• **PAGE EXCERPT**
┌──

About Simon

Simon was diagnosed with prostate cancer in 2010 at the age of 50. Simon now champions the need for all men diagnosed with prostate cancer to have access to a clinical nurse specialist (CNS), as having a named CNS throughout his treatment journey, hugely improved his experience.

Having that same point of contact each time and knowing I could access immediate advice, out of hours, made me immediately more confident of my situation. I felt very much supported

- Simon Lord - Patient

Simon's treatment journey

Simon said “I was diagnosed with prostate cancer at the age of 50. I’d had no symptoms, but I knew a bit about prostate cancer and I knew being 50 I was at a higher risk.

“After careful consideration, I decided I would have surgery at Guy’s Hospital, in London. At my first clinic appointment, I met my CNS. Before my procedure, she briefed me on what was going to happen and she and her nursing colleagues ran a three-hour seminar for all the men having surgery the following month. This session helped me prepare for treatment. I talked to other men and their partners and having a group session meant there was always someone who asked the questions other men were too embarrassed to ask. This was just as valuable to me as post-op support.

└──

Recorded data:
┌──

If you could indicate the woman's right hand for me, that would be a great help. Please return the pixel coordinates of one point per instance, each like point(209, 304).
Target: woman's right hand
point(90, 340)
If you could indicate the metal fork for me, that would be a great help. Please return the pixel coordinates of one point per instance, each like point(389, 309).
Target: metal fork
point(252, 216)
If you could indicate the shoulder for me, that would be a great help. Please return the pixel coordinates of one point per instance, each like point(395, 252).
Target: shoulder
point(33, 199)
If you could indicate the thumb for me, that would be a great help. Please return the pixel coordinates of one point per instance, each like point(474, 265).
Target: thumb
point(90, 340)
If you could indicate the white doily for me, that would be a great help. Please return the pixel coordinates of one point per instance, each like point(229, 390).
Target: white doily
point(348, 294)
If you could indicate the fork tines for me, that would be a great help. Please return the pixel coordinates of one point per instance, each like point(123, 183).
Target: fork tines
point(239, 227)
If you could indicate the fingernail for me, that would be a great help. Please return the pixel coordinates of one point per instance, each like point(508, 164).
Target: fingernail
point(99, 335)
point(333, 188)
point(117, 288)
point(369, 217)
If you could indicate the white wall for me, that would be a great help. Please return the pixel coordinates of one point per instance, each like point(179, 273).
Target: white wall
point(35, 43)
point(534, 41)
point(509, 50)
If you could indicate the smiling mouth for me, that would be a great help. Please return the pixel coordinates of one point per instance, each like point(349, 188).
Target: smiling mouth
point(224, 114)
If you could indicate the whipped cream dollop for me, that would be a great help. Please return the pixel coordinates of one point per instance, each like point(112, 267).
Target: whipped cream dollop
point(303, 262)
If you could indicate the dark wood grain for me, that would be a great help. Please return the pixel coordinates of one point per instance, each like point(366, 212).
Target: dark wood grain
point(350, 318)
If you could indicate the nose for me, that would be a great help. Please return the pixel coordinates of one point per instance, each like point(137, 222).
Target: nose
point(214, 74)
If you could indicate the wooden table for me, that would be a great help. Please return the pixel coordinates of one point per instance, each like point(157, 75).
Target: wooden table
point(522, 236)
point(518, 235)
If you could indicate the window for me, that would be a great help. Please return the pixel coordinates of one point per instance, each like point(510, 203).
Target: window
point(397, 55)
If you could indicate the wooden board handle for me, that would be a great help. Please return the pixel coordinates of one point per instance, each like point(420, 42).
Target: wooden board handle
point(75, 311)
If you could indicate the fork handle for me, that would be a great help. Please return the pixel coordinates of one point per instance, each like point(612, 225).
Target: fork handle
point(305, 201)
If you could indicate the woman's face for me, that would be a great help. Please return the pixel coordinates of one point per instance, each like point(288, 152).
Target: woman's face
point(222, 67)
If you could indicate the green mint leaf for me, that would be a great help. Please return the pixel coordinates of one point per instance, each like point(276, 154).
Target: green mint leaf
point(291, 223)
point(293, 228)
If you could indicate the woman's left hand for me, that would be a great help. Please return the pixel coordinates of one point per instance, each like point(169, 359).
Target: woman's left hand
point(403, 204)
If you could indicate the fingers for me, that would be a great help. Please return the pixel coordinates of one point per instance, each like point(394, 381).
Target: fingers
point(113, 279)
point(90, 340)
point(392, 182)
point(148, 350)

└──

• **REQUIRED ACTION 1**
According to the page about Simon, at which hospital did he decide to have his surgery?
• **REQUIRED ACTION 2**
Translate the sentence "This session helped me prepare for treatment." from the page about Simon into Spanish.
Respond using only the page about Simon.

• **EXERCISE SOLUTION 1**
Guy's Hospital, in London.

• **EXERCISE SOLUTION 2**
Esta sesión me ayudó a prepararme para el tratamiento.